(Source records)
───

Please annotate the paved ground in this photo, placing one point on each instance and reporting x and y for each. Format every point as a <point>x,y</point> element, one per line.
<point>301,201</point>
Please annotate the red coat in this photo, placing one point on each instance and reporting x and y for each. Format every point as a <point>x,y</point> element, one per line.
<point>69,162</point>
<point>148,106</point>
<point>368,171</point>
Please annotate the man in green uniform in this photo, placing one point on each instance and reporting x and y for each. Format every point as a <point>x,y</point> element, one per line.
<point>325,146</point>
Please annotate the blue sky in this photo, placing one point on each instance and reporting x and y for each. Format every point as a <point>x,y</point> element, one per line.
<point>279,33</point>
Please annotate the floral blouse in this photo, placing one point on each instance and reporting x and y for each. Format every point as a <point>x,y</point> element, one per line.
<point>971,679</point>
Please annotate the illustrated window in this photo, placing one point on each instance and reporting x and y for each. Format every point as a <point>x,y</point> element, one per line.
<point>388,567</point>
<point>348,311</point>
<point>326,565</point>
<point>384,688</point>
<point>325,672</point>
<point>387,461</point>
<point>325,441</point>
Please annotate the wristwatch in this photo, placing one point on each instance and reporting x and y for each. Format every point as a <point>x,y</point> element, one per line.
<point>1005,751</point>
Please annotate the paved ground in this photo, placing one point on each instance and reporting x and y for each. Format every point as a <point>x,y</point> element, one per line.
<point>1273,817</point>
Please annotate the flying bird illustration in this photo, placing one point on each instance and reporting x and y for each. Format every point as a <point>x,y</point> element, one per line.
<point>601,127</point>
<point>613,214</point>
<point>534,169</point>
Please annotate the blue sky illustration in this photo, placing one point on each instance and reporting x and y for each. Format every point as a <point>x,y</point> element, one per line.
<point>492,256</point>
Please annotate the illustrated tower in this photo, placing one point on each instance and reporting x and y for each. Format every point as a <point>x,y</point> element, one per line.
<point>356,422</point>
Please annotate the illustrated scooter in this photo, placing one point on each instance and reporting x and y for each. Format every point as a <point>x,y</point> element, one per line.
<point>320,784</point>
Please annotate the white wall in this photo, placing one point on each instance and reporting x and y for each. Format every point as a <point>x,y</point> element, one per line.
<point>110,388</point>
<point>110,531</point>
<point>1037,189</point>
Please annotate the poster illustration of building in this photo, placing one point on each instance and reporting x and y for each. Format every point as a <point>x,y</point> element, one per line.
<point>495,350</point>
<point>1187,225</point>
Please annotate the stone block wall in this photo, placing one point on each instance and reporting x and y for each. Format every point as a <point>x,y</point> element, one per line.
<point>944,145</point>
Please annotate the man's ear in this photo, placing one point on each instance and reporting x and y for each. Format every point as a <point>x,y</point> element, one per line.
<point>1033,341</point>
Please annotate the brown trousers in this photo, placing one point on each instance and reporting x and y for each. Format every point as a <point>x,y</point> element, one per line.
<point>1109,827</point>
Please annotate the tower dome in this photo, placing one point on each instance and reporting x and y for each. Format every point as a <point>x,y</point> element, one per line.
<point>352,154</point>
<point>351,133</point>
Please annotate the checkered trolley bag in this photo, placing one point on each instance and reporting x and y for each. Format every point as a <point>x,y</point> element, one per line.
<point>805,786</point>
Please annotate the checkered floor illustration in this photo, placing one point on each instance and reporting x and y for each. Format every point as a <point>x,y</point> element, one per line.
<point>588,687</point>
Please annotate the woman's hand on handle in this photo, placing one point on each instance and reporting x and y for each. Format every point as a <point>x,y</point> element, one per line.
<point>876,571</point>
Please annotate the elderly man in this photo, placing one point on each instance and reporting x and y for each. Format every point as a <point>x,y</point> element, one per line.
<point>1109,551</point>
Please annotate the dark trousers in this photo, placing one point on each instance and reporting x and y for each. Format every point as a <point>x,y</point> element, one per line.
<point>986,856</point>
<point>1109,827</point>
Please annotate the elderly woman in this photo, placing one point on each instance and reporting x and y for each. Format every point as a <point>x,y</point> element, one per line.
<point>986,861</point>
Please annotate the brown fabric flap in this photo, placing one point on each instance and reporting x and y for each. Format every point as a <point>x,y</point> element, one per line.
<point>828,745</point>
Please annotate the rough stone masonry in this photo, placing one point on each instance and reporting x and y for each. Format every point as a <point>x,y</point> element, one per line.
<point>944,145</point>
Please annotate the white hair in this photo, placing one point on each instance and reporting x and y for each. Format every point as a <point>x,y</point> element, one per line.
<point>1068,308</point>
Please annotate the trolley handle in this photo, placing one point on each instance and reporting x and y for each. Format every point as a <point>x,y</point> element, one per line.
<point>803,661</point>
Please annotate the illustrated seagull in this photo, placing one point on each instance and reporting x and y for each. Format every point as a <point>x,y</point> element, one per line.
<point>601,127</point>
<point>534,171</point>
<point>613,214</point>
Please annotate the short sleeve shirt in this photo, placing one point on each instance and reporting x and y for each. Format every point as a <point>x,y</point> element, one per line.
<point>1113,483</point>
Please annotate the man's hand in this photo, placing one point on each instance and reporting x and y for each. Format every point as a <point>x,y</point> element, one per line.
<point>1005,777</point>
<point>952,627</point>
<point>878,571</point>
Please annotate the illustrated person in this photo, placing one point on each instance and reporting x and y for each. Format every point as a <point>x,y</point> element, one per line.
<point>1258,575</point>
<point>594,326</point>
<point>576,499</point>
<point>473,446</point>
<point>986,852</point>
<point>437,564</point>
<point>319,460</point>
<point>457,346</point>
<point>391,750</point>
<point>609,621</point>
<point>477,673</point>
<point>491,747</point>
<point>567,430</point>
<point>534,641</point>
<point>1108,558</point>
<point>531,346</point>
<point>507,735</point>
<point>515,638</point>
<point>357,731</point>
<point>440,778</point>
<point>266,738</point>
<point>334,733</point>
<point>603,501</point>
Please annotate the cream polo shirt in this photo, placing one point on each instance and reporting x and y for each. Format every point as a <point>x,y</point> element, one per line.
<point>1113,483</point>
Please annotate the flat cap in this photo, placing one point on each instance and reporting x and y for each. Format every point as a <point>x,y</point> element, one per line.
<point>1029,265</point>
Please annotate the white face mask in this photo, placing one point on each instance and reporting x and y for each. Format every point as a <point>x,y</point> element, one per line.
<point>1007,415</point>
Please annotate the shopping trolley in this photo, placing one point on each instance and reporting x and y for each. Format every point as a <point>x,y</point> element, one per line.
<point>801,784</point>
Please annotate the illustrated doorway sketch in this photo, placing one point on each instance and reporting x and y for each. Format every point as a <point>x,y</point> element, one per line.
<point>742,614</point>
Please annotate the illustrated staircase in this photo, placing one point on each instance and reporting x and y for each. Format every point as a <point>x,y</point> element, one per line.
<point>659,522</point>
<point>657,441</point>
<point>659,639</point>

───

All the lines above must be output exactly, with none omitted.

* **Exercise solution**
Please annotate the paved ground in this photo, placing one point on each instance and reporting x and y for each. Format every point as a <point>x,y</point> element, one per line.
<point>301,201</point>
Please annotate the red coat in this photo, placing one point on each instance and reporting x and y for each. Format every point as a <point>x,y</point> element, one per line.
<point>69,162</point>
<point>148,106</point>
<point>368,171</point>
Please annotate the man in green uniform in this photo, placing one point on each instance and reporting x and y for each. Format every point as a <point>x,y</point> element, one per line.
<point>325,146</point>
Please annotate the blue sky in this photo, placing one point on each instance and reporting x and y for each. Format every point as a <point>x,y</point> element, one per line.
<point>279,33</point>
Please annotate the floral blouse in this photo, placing one point on each instance and reporting x and y for each. Format every point as a <point>x,y</point> element, one per line.
<point>971,679</point>
Please annotate the illustrated window in this photo, placing one point on each instance and reporting x and y for each. Format every point as a <point>x,y</point> element, one per line.
<point>388,567</point>
<point>348,311</point>
<point>326,565</point>
<point>384,688</point>
<point>325,672</point>
<point>387,461</point>
<point>325,441</point>
Please annotate the wristwatch in this photo, placing one point on each instance and reporting x and y for each. Format every point as a <point>x,y</point> element, one per line.
<point>1005,751</point>
Please annotate the paved ground in this photo, placing one point on each instance and reporting x and y for each. Format every point as a <point>x,y</point> element, one per line.
<point>1273,817</point>
Please annotate the flying bird illustration in this photo, placing one point on each instance and reporting x and y for each. Format every point as a <point>x,y</point> element, one per line.
<point>601,127</point>
<point>613,214</point>
<point>534,169</point>
Please annotate the blue sky illustration in this photo, placing one point on each instance and reporting x and y for each. Format every point as a <point>x,y</point> element, one per line.
<point>492,256</point>
Please annotate the illustrated tower in this photo, placing one point on each instance and reporting x and y for each. Format every point as a <point>x,y</point> element, one per line.
<point>356,422</point>
Please annotate the illustrated scooter in this photo, placing one point on each instance and reporting x and y for each. Format every point as a <point>x,y</point> element, one per line.
<point>320,784</point>
Please annotate the white wall in this photo, placing one point on each instance and reporting x and y for each. Format every point as a <point>x,y</point> element, one per line.
<point>110,388</point>
<point>110,531</point>
<point>1037,189</point>
Please annotate the poster illustration of building in this photo, placing one point on each instance and reporting x and y for each. Format every point as a <point>x,y</point> element, one per line.
<point>495,350</point>
<point>1187,225</point>
Please annotate the stone block wall in this photo, placing one point on each instance and reporting x and y for each. Format every point as a <point>x,y</point> element, one per line.
<point>944,145</point>
Please annotate the man's ear in this photo, placing one point on each instance and reporting x and y for each. Format every point as a <point>x,y</point> element, one per line.
<point>1033,341</point>
Please annotate the brown trousers in this photo, placing one point on each instance and reporting x and y for each. Format every point as a <point>x,y</point> element, one per line.
<point>1109,827</point>
Please annotate the tower dome in this photo, placing one point on each instance and reporting x and y for each. Format every point as a <point>x,y</point> element, one per line.
<point>352,154</point>
<point>351,133</point>
Please annotate the checkered trolley bag in this photo, placing one point on each instance and reporting x and y for each. Format every point as a <point>x,y</point> element, one per line.
<point>805,786</point>
Please annotate the checkered floor illustration in this photo, placing one point on each instance and reporting x and y for each. Format every point as a <point>x,y</point> element, one per line.
<point>588,687</point>
Please annotate the woman's hand on handle in this photo, placing one point on each instance and reporting x and y for each. Format every point as a <point>x,y</point> element, one per line.
<point>876,571</point>
Please annotate the elderly man in this photo, placing one point on each instance and reporting x and y for each. Format every point as a <point>x,y</point> element, one per line.
<point>1109,551</point>
Please annotate the dark trousers in this photo, placing one point on each instance and reporting x and y for each. Format every point as a <point>x,y</point> element, one per line.
<point>986,856</point>
<point>1109,827</point>
Please annotate the elderly woman in this photo, placing one point on each instance and reporting x and y for each. Format every point as a <point>x,y</point> element, one per line.
<point>986,861</point>
Please annotate the brown fabric flap in this photo, placing one point on each instance and reporting x and y for each. Format every point as a <point>x,y</point> element, one per line.
<point>828,745</point>
Please annotate the rough stone masonry in this photo, placing one point on each instance and reporting x and y for each. Format every point as a <point>x,y</point> element, one per line.
<point>944,145</point>
Please annotate the white hair in this photo, placing one point on each instance and reporting x and y for each. Format every point as a <point>x,y</point> element, one per line.
<point>1068,308</point>
Please annotate the trolley handle in this photo, placing one point on each instance and reporting x and y for each. Format every point as a <point>x,y</point> element, one per line.
<point>803,661</point>
Please annotate the illustrated seagull in this photo, placing one point on each instance and reporting x and y for each. Format every point as a <point>x,y</point> element, one per line.
<point>601,127</point>
<point>534,171</point>
<point>613,214</point>
Please annotate the short sleeve shirt in this photo, placing one point on each instance and reporting x and y for each. Format every point as a <point>x,y</point> element, one per line.
<point>1113,483</point>
Please annotate the man's hand in this photo, placing one point on each instance and reporting x and y for each. Format every point as a <point>x,y</point> element, one per line.
<point>1005,777</point>
<point>952,627</point>
<point>878,571</point>
Please annotate the illustrated person in this photo, placing one point on each instance and reporting x and y for each. Format every point as a <point>x,y</point> element, one per line.
<point>1258,575</point>
<point>594,326</point>
<point>576,499</point>
<point>473,446</point>
<point>986,852</point>
<point>437,564</point>
<point>319,460</point>
<point>457,346</point>
<point>391,750</point>
<point>609,621</point>
<point>477,673</point>
<point>491,747</point>
<point>567,430</point>
<point>534,641</point>
<point>1108,558</point>
<point>531,346</point>
<point>507,735</point>
<point>515,638</point>
<point>357,731</point>
<point>440,778</point>
<point>266,738</point>
<point>334,733</point>
<point>603,501</point>
Please annotate the cream polo shirt in this photo, placing one point on each instance and reporting x and y for each. Format every point as a <point>x,y</point> element, one per line.
<point>1113,483</point>
Please annotate the flat cap in this photo, placing one point on each instance and reporting x and y for each. Format every point as a <point>x,y</point> element, one per line.
<point>1029,265</point>
Please annotate the white face mask in this photo, placing one point on each instance and reporting x and y for each. Format every point as a <point>x,y</point> element, one per line.
<point>1007,415</point>
Please annotate the shopping trolley in this photo, placing one point on each instance and reporting x and y for each. Format every point as a <point>x,y</point> element, one per line.
<point>801,784</point>
Please annotate the illustrated doorway sketch in this photo, placing one point on each instance and reporting x and y for each. Format every point as a <point>x,y</point> element, one per line.
<point>742,614</point>
Please annotate the illustrated staircase in this photo, placing one point on each instance and reporting x and y for each. Format every point as a <point>x,y</point> element, one per line.
<point>659,522</point>
<point>657,441</point>
<point>659,639</point>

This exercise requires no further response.